**Given task 1**
Please copy the passage from the forum thread on developer pay word for word, from "What do you" to "money on IT.".
**Given task 2**
In the forum thread on developer pay, how large a location-based pay adjustment does one reply say applies for most places?

**Source extract**
++++

What do you mean by "do a lot". Can you deliver as quickly as a team? If so, do you work more hours or are you just better? If you're just better, why do you decide to stay with your largish tech company when we're acknowledging SV pays more? A remote role would increase your salary, no?

Breaking this down:

Russia has a great mathematics and engineering education system. Many graduates, unable to leave, take jobs with Russian tech companies. Russian tech companies pay less than US tech companies.

That's why the situation may be as is with ClickHouse. You're not in Russia.

Texas isn't particularly known for running lean. Every Big Tech has a presence in Austin. Dallas is filled with legacy financial companies burning money on IT.


Yeah, I use RN to do all the platforms. I spit out features pretty fast. They apply to all platforms since the codebase is 95% shared. I work normal 40 hours, never overtime. I could make more in SV possibly, but I like working where I'm at and I have a big influence (I decide the tech, style guide, some features etc.) Plus I don't like working with a team or too many meetings etc. I already work remote and I make a good salary. Cost of living would be much higher in SV and most companies would cut pay for remote work over there so it would be similar.


> Cost of living would be much higher in SV and most companies would cut pay for remote work over there so it would be similar.

I would validate this by getting an offer. Even adjusting for location, my guess is it's still significantly higher than what you're making locally. The adjustment isn't, say, you live in SF so you make 400k, you live in Houston you make 150k. It's ~15-20% for most places, at most.

> Yeah, I use RN to do all the platforms.

I want to point out those bloated teams that aren't lean from SV? They made ReactNative. They made Flutter too if you were thinking of swapping.


400k is for FAANG, I doubt I'd get that nor do I really want to compete for it. Seems like a lot. I'm really happy where I am, even if I'm not making top dollar. Money isn't everything, I want to be comfortable, happy, and stress-free. I also just don't like California, I prefer small towns in Texas.

I know Google and FB made Flutter and RN respectively, and I thank them for that. That doesn't mean other SV companies aren't bloated, FAANG has a lot of money from their spigots (Google & FB have their ad money streams) and live on another level, not VC funding.

Cross platform has come a long way and enables small companies to do a lot more with less. Flutter is nice but has flaws, RN is the sweet spot. I could talk for days about the pros and cons of both.

A previous comment of mine regarding of Flutter vs RN: https://news.ycombinator.com/item?id=28394396


Just want to point out that 400k isn’t just FAANGs, there are also public (Uber, DoorDash) and private (stripe) companies that offer that (and higher) compensation for senior IC roles.


Is your theory here that money is the main motivator for job choices? Some people are surely like that, but for a lot of people, developers very much included, other things matter more.

++++

**Recorded data**
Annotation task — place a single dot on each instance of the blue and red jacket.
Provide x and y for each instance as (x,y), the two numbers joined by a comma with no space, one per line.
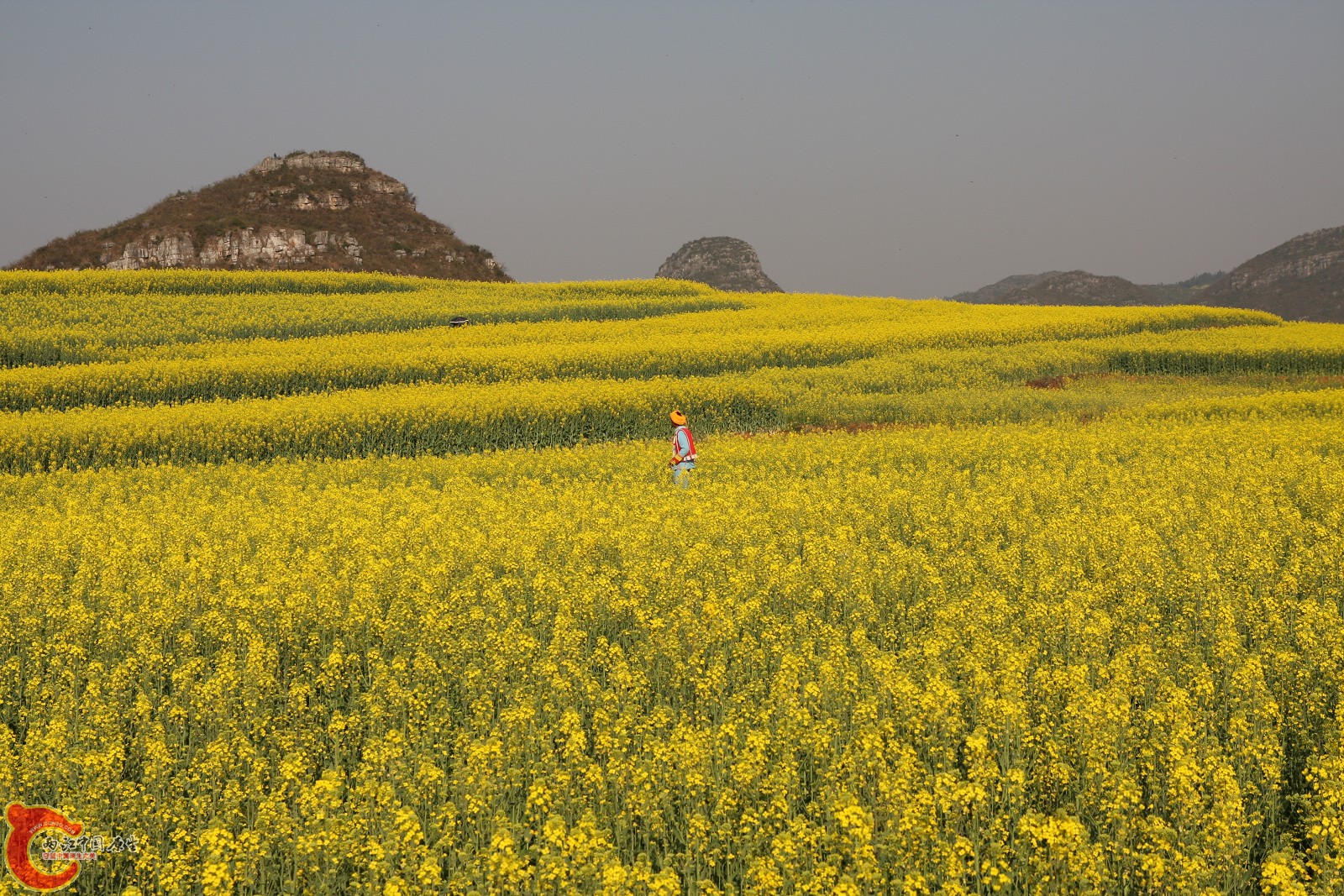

++++

**Written reply 1**
What do you mean by "do a lot". Can you deliver as quickly as a team? If so, do you work more hours or are you just better? If you're just better, why do you decide to stay with your largish tech company when we're acknowledging SV pays more? A remote role would increase your salary, no?

Breaking this down:

Russia has a great mathematics and engineering education system. Many graduates, unable to leave, take jobs with Russian tech companies. Russian tech companies pay less than US tech companies.

That's why the situation may be as is with ClickHouse. You're not in Russia.

Texas isn't particularly known for running lean. Every Big Tech has a presence in Austin. Dallas is filled with legacy financial companies burning money on IT.

**Written reply 2**
About 15–20%, at most.